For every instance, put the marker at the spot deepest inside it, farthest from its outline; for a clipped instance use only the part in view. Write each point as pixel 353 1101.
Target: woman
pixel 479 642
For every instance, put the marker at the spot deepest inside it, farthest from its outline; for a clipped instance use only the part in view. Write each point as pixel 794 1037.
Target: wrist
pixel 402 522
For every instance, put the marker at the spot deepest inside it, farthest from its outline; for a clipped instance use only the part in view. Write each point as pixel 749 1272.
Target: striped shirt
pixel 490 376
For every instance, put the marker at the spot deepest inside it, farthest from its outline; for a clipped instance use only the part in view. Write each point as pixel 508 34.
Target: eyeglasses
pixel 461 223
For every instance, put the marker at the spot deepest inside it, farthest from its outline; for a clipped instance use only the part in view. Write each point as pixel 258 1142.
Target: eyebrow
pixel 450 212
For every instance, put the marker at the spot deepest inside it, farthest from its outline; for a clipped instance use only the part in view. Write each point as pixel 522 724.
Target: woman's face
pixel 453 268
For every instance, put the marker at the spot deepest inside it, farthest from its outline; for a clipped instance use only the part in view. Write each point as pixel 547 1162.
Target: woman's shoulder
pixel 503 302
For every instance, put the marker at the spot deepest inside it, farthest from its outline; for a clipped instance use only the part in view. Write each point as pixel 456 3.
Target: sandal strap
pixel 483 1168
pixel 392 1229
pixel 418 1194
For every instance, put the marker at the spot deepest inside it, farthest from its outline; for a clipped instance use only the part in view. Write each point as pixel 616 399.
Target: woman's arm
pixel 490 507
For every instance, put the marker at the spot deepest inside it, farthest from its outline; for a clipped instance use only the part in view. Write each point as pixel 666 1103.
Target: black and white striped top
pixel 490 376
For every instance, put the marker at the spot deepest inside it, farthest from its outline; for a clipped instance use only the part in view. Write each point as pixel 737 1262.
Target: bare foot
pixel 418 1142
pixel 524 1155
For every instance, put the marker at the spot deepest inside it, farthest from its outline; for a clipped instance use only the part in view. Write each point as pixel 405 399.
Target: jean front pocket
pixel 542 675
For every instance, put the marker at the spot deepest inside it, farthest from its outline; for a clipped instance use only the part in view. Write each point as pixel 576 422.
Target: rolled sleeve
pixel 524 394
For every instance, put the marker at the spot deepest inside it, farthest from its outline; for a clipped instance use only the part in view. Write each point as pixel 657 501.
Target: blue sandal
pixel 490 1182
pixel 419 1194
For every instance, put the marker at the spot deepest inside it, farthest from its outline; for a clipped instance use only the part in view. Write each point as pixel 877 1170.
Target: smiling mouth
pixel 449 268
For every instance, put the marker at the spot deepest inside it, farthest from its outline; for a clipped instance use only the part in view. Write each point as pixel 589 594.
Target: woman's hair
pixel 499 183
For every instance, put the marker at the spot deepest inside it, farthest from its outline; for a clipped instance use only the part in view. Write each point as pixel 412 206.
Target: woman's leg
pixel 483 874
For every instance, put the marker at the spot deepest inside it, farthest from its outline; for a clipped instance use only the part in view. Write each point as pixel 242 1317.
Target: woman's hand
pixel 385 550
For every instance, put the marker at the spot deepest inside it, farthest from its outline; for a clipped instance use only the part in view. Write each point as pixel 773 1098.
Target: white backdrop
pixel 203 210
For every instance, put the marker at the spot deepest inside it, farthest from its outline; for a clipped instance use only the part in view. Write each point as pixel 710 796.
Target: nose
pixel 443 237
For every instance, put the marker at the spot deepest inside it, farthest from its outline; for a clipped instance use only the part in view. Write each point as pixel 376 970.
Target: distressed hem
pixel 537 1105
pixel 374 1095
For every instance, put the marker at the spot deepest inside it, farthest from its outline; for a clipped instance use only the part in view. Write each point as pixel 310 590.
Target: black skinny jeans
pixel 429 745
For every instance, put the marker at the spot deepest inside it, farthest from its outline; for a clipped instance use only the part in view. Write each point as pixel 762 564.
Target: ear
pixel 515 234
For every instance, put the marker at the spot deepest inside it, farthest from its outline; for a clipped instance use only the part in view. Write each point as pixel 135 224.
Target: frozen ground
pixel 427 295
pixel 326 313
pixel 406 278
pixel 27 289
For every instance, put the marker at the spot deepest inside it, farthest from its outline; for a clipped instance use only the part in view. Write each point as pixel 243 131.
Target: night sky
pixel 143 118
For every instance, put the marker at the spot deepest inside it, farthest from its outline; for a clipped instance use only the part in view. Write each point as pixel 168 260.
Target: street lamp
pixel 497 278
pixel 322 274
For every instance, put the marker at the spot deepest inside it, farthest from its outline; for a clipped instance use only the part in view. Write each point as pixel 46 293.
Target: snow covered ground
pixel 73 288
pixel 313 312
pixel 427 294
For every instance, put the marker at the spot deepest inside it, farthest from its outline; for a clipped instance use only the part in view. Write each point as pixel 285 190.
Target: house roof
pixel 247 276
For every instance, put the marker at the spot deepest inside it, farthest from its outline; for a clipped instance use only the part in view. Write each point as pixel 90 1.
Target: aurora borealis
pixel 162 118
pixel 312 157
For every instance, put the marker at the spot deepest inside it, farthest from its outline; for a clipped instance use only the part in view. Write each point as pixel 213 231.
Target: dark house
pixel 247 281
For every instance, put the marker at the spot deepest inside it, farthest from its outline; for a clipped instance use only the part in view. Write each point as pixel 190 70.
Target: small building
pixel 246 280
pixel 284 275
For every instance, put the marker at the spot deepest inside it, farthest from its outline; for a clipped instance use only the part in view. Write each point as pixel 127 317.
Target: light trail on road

□ □ □ □

What is expected - Could you format the lines of the material above, from the line containing "pixel 710 796." through the line containing "pixel 443 237", inclusive, as a numbered list with any blank lines left out?

Expected output -
1. For every instance, put the marker at the spot deepest inside it, farthest from its outline; for a clipped instance use only the part in view. Write each point as pixel 710 796.
2. Target: nose
3. pixel 443 237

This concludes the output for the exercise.